● **INPUT MATERIAL**:
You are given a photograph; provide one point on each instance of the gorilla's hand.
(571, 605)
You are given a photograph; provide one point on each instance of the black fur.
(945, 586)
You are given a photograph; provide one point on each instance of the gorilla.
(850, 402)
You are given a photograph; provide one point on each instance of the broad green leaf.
...
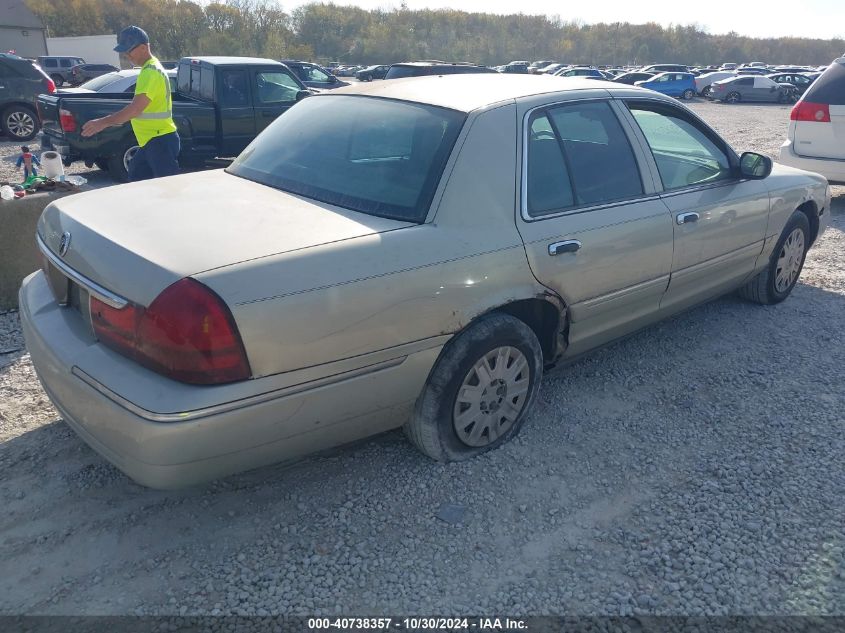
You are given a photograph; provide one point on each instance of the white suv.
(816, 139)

● **WHAT THIS TASK INVOLVES**:
Looking at the data above, write out exactly the lines that start at the one containing "the gorilla's hand." and end at the one containing "broad green leaf."; include both and nothing beyond.

● **ANSWER TO THE EXERCISE**:
You are given a photograph; provide one point on each instance of the gorilla's hand.
(571, 605)
You are given a photograph; provide one point on each instance of the black fur.
(945, 586)
You are given a photograph; provide one point on each instance of the gorilla.
(850, 402)
You are given a photograph; provide one point on each instance of the broad green leaf.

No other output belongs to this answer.